[BEGIN Entries]
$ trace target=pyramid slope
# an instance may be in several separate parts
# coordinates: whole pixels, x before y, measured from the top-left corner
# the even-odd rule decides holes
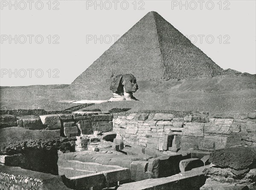
[[[157,13],[154,12],[165,68],[164,78],[193,78],[221,74],[223,69]]]
[[[222,71],[171,24],[151,11],[105,51],[71,86],[110,81],[119,74],[132,74],[138,80],[163,80],[211,77],[220,75]]]
[[[72,85],[111,80],[119,74],[132,74],[138,79],[160,79],[159,48],[154,15],[149,13],[122,36]]]

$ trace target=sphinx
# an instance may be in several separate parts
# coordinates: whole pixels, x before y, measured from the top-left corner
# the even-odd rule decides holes
[[[133,93],[138,89],[136,78],[132,74],[119,74],[111,84],[110,90],[114,93],[109,101],[138,100]]]

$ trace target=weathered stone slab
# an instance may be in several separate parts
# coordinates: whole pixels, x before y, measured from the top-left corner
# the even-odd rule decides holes
[[[131,171],[129,168],[120,168],[102,171],[106,178],[107,186],[113,183],[131,179]]]
[[[210,158],[210,155],[209,154],[208,155],[205,155],[203,158],[202,158],[201,160],[203,161],[204,165],[206,166],[207,165],[211,163],[209,162],[209,159]]]
[[[113,131],[108,132],[102,133],[101,139],[107,141],[113,142],[114,139],[116,136],[116,133]]]
[[[52,130],[61,128],[61,119],[57,114],[44,115],[40,117],[43,124],[47,125],[47,129]]]
[[[180,162],[180,170],[181,172],[189,171],[193,168],[204,166],[204,162],[197,158],[191,158],[181,160]]]
[[[61,120],[63,122],[72,122],[74,121],[73,116],[71,113],[60,113],[58,115],[61,118]]]
[[[64,175],[66,177],[70,178],[80,176],[87,175],[92,173],[95,173],[96,172],[92,172],[83,170],[74,170],[72,167],[60,167],[58,168],[59,175]]]
[[[41,121],[40,117],[37,116],[27,115],[20,116],[17,117],[20,120],[22,121],[22,127],[32,130],[39,130],[47,127],[47,126],[44,126]]]
[[[253,150],[242,147],[218,150],[211,153],[209,161],[218,166],[243,170],[256,164],[256,153]]]
[[[133,119],[134,119],[134,117],[136,115],[136,114],[137,114],[136,113],[131,113],[130,115],[129,115],[128,116],[127,116],[126,119],[127,120]]]
[[[133,161],[130,164],[131,179],[135,181],[145,179],[145,173],[147,171],[148,162],[148,161]]]
[[[184,117],[184,120],[186,122],[191,122],[192,121],[192,116],[191,115],[189,115],[189,116],[186,116]]]
[[[192,116],[192,122],[201,123],[208,123],[209,119],[208,114],[204,113],[196,113]]]
[[[185,123],[182,132],[183,135],[194,137],[204,136],[204,123],[198,122]]]
[[[256,131],[256,122],[247,121],[245,127],[247,132],[255,132]]]
[[[78,128],[76,126],[64,128],[64,134],[68,137],[78,135]]]
[[[205,133],[228,135],[231,133],[230,128],[223,125],[218,125],[215,123],[206,123],[204,124],[204,130]]]
[[[17,126],[16,116],[12,115],[0,115],[0,128]]]
[[[202,150],[213,151],[215,150],[214,136],[205,136],[198,144],[198,149]]]
[[[86,189],[91,187],[105,187],[106,179],[102,173],[95,173],[70,178],[70,182],[75,184],[74,189]],[[102,189],[102,187],[101,187]]]
[[[112,121],[113,115],[112,114],[96,115],[92,116],[93,122],[101,122],[103,121]]]
[[[111,131],[113,130],[113,122],[110,121],[93,122],[92,123],[93,131],[98,130],[102,132]]]
[[[136,134],[138,131],[138,129],[134,128],[128,128],[125,129],[126,134]]]
[[[145,147],[141,146],[133,145],[131,147],[133,153],[136,154],[145,154]]]
[[[88,113],[87,112],[72,112],[72,115],[74,120],[79,121],[81,120],[91,119],[92,113]]]
[[[149,113],[143,113],[140,114],[140,115],[139,117],[138,120],[139,121],[145,121],[146,120],[148,117]]]
[[[190,136],[182,136],[180,139],[181,149],[198,150],[200,145],[204,137],[195,137]]]
[[[214,124],[221,126],[231,126],[233,122],[233,119],[214,119]]]
[[[63,122],[63,127],[64,128],[73,127],[74,126],[76,126],[76,122]]]
[[[82,120],[77,122],[77,127],[82,135],[93,134],[92,122],[90,120]]]
[[[256,112],[250,112],[248,114],[248,117],[250,119],[256,119]]]
[[[154,120],[170,121],[175,117],[173,114],[167,113],[156,113],[153,119]]]
[[[158,121],[157,122],[157,125],[172,125],[172,122],[170,121]]]

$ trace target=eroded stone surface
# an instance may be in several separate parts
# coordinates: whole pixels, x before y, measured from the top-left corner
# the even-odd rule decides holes
[[[16,116],[9,114],[0,115],[0,128],[17,126]]]
[[[60,129],[61,128],[61,119],[57,114],[44,115],[40,116],[44,125],[47,126],[49,130]]]
[[[209,161],[218,166],[243,170],[253,165],[255,167],[256,153],[245,147],[220,149],[211,153]]]
[[[181,160],[180,162],[180,170],[181,172],[189,171],[193,168],[204,166],[203,161],[197,158],[191,158]]]

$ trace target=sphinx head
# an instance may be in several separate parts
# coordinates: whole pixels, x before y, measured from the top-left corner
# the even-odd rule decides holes
[[[111,90],[119,94],[135,92],[138,89],[136,78],[131,74],[117,75],[110,87]]]

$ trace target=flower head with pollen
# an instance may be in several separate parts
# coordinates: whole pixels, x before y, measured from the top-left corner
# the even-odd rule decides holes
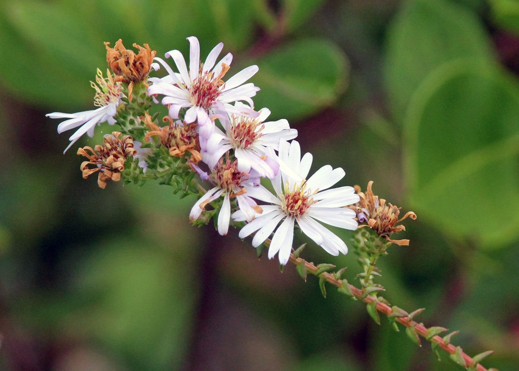
[[[235,104],[235,107],[242,106],[247,107],[240,102]],[[258,114],[255,118],[229,115],[228,120],[223,120],[224,131],[215,128],[209,138],[207,150],[202,153],[203,161],[213,166],[223,154],[233,149],[240,171],[248,173],[254,170],[261,176],[274,178],[279,169],[274,150],[279,149],[280,140],[293,139],[297,131],[290,129],[284,119],[265,122],[270,114],[268,108],[260,109]]]
[[[236,161],[231,161],[228,156],[225,160],[221,159],[216,166],[211,169],[210,175],[196,166],[193,168],[203,179],[210,181],[215,186],[202,196],[191,209],[189,220],[192,222],[198,218],[208,203],[221,196],[224,196],[224,200],[218,215],[217,225],[218,232],[222,236],[226,235],[229,229],[231,199],[236,199],[238,209],[236,212],[239,213],[244,220],[251,222],[256,215],[262,212],[262,208],[249,196],[249,192],[259,186],[259,176],[239,171]]]
[[[152,121],[151,116],[147,113],[141,119],[150,130],[146,133],[145,142],[149,142],[151,138],[156,135],[160,139],[161,144],[168,149],[171,156],[182,157],[188,152],[191,154],[190,162],[196,164],[202,159],[195,124],[183,122],[180,120],[174,121],[171,117],[166,116],[164,121],[169,125],[160,128]]]
[[[88,158],[81,164],[83,178],[99,172],[98,184],[102,188],[106,186],[105,181],[111,179],[114,182],[120,180],[121,172],[125,170],[125,162],[130,156],[135,156],[137,151],[133,148],[133,140],[130,135],[125,135],[119,139],[121,133],[114,131],[112,135],[105,135],[104,143],[97,145],[92,149],[91,147],[80,148],[77,154]],[[89,154],[87,150],[90,152]],[[89,168],[89,165],[95,167]]]
[[[103,77],[103,73],[98,68],[95,83],[90,82],[92,87],[95,90],[94,104],[99,108],[77,113],[53,112],[45,115],[51,118],[69,119],[58,126],[58,133],[59,134],[78,126],[81,127],[69,138],[70,144],[65,148],[63,153],[66,152],[85,133],[91,138],[93,136],[94,128],[97,124],[107,121],[111,125],[115,123],[114,116],[117,113],[117,107],[121,104],[121,98],[123,95],[120,83],[116,81],[109,71],[107,71],[106,74],[107,77],[105,78]]]
[[[201,127],[200,145],[203,149],[214,128],[210,117],[215,115],[226,117],[227,113],[257,116],[257,113],[250,108],[237,108],[230,103],[245,101],[251,106],[253,105],[251,98],[255,95],[259,89],[252,83],[243,83],[257,72],[258,67],[248,67],[224,81],[223,78],[229,70],[233,55],[229,53],[216,63],[216,58],[223,49],[223,44],[220,43],[214,47],[206,61],[201,63],[198,39],[194,36],[188,37],[187,39],[190,43],[189,68],[179,50],[171,50],[165,54],[166,58],[173,59],[179,73],[173,72],[163,60],[155,58],[155,60],[164,66],[168,75],[162,78],[150,79],[153,85],[148,89],[148,93],[150,95],[165,95],[162,104],[169,106],[170,116],[173,118],[179,117],[181,109],[187,109],[184,121],[190,123],[196,120]],[[159,64],[154,63],[153,67],[158,70]]]
[[[401,246],[408,245],[409,240],[392,240],[389,237],[392,233],[398,233],[405,230],[405,227],[400,224],[397,225],[407,217],[412,219],[416,218],[416,214],[409,211],[402,218],[399,218],[400,208],[388,202],[386,200],[379,199],[378,196],[373,194],[372,186],[373,181],[370,181],[367,184],[367,189],[365,193],[361,192],[360,187],[355,186],[355,190],[360,197],[359,202],[350,207],[357,214],[357,218],[360,223],[366,223],[359,226],[371,227],[379,236],[386,238],[388,241]]]
[[[290,144],[280,141],[279,158],[303,180],[294,179],[282,168],[272,181],[275,194],[263,186],[249,191],[251,197],[270,204],[261,205],[263,214],[242,228],[240,237],[244,238],[255,232],[252,245],[257,247],[274,232],[268,257],[271,258],[279,252],[279,262],[284,265],[292,252],[294,227],[297,223],[304,233],[328,253],[334,255],[347,253],[348,248],[343,240],[319,223],[346,229],[357,227],[355,212],[344,207],[359,200],[353,188],[329,189],[343,178],[344,170],[325,165],[304,180],[312,157],[307,153],[302,158],[301,148],[296,141]],[[241,220],[240,216],[235,215],[235,220]]]

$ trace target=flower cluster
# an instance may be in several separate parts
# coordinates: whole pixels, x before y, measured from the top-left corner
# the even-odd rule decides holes
[[[260,89],[247,81],[258,67],[247,67],[227,79],[233,56],[228,53],[217,62],[222,43],[201,63],[198,39],[187,40],[188,63],[179,50],[165,54],[176,71],[146,44],[134,44],[139,50],[136,55],[120,40],[113,49],[105,43],[113,75],[103,78],[100,73],[97,85],[93,84],[100,108],[48,115],[70,118],[60,124],[59,132],[81,126],[71,137],[70,145],[85,132],[91,136],[96,124],[105,121],[117,122],[128,134],[120,141],[121,133],[114,132],[95,150],[80,149],[78,154],[89,160],[81,165],[84,176],[99,171],[103,188],[106,179],[118,180],[125,167],[131,169],[127,180],[163,176],[163,184],[199,196],[189,214],[192,222],[205,221],[202,215],[216,218],[217,213],[221,235],[233,224],[242,227],[241,238],[254,234],[255,247],[271,239],[269,258],[278,254],[282,265],[288,262],[296,227],[328,253],[346,254],[345,242],[324,225],[357,228],[357,213],[346,207],[358,202],[360,196],[352,187],[332,188],[344,177],[344,171],[326,165],[309,176],[312,156],[302,157],[294,140],[297,130],[284,119],[268,121],[268,108],[255,109],[252,98]],[[161,66],[165,76],[149,76]],[[139,104],[132,99],[136,92],[144,92]],[[168,113],[161,127],[159,113],[151,114],[146,108],[159,99]],[[140,141],[135,142],[139,154],[132,139]],[[125,164],[128,161],[132,164]],[[97,167],[89,169],[89,164]],[[201,183],[189,183],[195,174],[211,184],[209,190]]]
[END Entries]
— What is expected —
Copy the rows above verbatim, beginning at the line containing "target=eroded stone surface" and ending after the line containing "[[[16,116],[9,114],[0,115],[0,128],[17,126]]]", with both of those lines included.

— Task solution —
$ trace target=eroded stone surface
# an instance may be in several separate parts
# coordinates: whole pixels, x before y, measured from the top-left corner
# the even-odd rule decides holes
[[[16,116],[9,114],[0,115],[0,128],[17,126]]]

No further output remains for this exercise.